*Document excerpt*
USAID Yemen Health Fact Sheet

A doctor in the neonatal intensive care unit at a hospital in Amran, Yemen.
A doctor in the neonatal intensive care unit at a hospital in Amran, Yemen.
UNDP Yemen/SFD

USAID supports life-saving maternal, child health and family planning services, and a stronger health system that reaches the most vulnerable populations.

As a result of the ongoing civil war, Yemen is suffering the largest humanitarian crisis in the world. USAID is working with international and local partners to rebuild key social and economic institutions, help address the underlying causes of instability, and build the foundation for durable peace and prosperity to foster Yemen’s future resilience.

In Yemen, 19.7 million people lack access to basic health services. A driving force in the complexity and urgency of Yemen’s humanitarian and health crisis is the burden of the current food security crisis. Approximately 15.9 million Yemenis are severely food insecure—the most significant amount globally. As of 2019, there are over 360,000 children under the age of five who suffer from severe acute malnutrition, creating irreversible stunting, wasting, and increased mortality due to starvation. An estimated 7.4 million people are in need of nutrition assistance, with 4.4 million people who require treatment for acute malnutrition.

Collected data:
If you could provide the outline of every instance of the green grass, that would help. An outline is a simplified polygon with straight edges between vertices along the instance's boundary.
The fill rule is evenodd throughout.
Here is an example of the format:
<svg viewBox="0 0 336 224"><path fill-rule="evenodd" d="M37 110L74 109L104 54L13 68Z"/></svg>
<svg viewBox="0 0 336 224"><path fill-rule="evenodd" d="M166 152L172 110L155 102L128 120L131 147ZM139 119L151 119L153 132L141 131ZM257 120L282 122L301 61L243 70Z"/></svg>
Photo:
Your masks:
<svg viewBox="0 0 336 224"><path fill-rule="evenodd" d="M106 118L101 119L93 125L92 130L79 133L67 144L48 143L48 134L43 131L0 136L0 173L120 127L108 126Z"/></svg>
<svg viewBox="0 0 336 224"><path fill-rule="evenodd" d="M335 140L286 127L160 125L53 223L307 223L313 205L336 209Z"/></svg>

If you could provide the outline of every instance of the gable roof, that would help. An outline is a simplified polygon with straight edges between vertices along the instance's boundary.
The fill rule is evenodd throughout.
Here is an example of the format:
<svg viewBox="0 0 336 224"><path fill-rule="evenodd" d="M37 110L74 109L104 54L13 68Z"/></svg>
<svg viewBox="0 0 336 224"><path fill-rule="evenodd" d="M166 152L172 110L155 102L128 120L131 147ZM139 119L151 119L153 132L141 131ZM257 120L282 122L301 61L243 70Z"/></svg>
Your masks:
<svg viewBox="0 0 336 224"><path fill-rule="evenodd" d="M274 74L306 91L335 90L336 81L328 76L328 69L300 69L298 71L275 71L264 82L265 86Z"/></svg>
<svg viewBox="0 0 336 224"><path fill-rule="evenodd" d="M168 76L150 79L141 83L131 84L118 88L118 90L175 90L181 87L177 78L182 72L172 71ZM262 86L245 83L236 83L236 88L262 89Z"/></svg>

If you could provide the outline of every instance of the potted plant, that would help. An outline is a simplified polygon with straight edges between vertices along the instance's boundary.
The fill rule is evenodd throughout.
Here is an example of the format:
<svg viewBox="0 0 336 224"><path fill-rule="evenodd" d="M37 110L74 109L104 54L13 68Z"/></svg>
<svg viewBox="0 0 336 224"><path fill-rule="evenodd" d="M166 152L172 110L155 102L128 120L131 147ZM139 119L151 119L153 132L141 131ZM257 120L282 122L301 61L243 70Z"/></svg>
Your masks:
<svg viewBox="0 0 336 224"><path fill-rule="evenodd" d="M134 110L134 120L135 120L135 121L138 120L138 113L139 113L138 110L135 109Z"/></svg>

*Task goal*
Copy everything in the Yemen health fact sheet from "USAID Yemen Health" down to "Yemen’s future resilience.", putting "armed conflict" in place of "civil war".

*Written response*
USAID Yemen Health Fact Sheet

A doctor in the neonatal intensive care unit at a hospital in Amran, Yemen.
A doctor in the neonatal intensive care unit at a hospital in Amran, Yemen.
UNDP Yemen/SFD

USAID supports life-saving maternal, child health and family planning services, and a stronger health system that reaches the most vulnerable populations.

As a result of the ongoing armed conflict, Yemen is suffering the largest humanitarian crisis in the world. USAID is working with international and local partners to rebuild key social and economic institutions, help address the underlying causes of instability, and build the foundation for durable peace and prosperity to foster Yemen’s future resilience.